** BEGIN RECORDS FOR PROCESSING **

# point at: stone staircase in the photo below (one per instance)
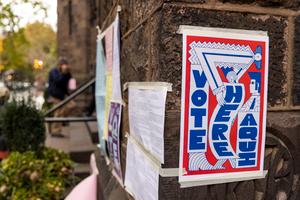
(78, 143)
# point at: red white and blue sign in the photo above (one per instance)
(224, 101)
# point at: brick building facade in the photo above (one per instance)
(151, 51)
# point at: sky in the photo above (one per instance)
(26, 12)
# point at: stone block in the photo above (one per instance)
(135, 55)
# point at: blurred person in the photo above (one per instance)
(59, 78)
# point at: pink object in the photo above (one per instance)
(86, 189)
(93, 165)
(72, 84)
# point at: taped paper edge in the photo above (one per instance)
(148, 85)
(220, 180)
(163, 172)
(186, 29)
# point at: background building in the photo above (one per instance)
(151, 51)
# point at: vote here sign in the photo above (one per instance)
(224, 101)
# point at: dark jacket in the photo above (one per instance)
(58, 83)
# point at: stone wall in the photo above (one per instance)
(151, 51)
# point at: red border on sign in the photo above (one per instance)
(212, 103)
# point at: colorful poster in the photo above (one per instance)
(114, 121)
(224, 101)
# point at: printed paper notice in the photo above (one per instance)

** END RECORDS FOR PROCESSING **
** BEGIN RECORDS FOR PROCESSING **

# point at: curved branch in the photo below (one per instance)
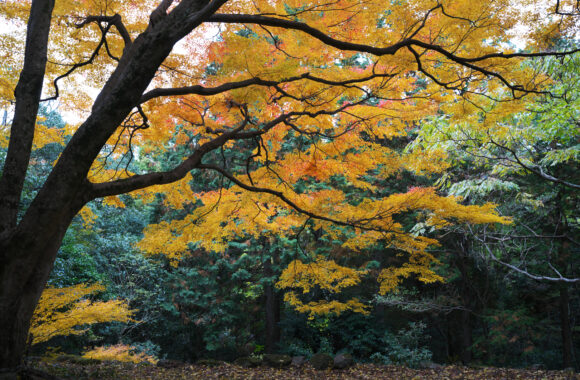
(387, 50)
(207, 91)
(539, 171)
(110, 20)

** END RECORDS FOR PROCESSING **

PROBLEM REQUIREMENTS:
Output the entries from the line with "# point at: stone staircase" to the line with "# point at: printed", both included, as a JSON list of strings with one string per line and blank lines dropped. Leave the pictures out.

REPLY TO THE EXERCISE:
[
  "# point at: stone staircase in the photo below (one per instance)",
  "(78, 143)",
  "# point at: red white and blue sign in the photo above (one per instance)",
  "(224, 101)",
  "# point at: brick building facade in the photo above (one per instance)",
  "(151, 51)",
  "# point at: sky in the photo above (one per instance)",
  "(26, 12)",
  "# point at: stone block in the photo above (one per instance)",
  "(135, 55)",
  "# point at: blurred person in the photo above (one per instance)",
  "(59, 78)",
  "# point at: pink object in the photo above (one per instance)",
  "(86, 189)",
  "(93, 165)",
  "(72, 84)",
  "# point at: taped paper edge in the photo above (one per instance)",
  "(148, 85)",
  "(220, 180)",
  "(163, 172)",
  "(186, 29)",
  "# point at: background building in the photo above (one per instance)",
  "(151, 51)",
  "# point at: vote here sign in the photo above (one per instance)",
  "(224, 101)",
  "# point at: dark jacket in the photo above (one per instance)",
  "(58, 83)",
  "# point at: stone wall in the photo above (one per instance)",
  "(151, 51)",
  "# point at: red border on sign in the photo above (one per instance)",
  "(212, 103)",
  "# point at: colorful poster in the photo above (one per instance)",
  "(114, 121)",
  "(224, 101)",
  "# point at: printed paper notice in the photo above (one per instance)"
]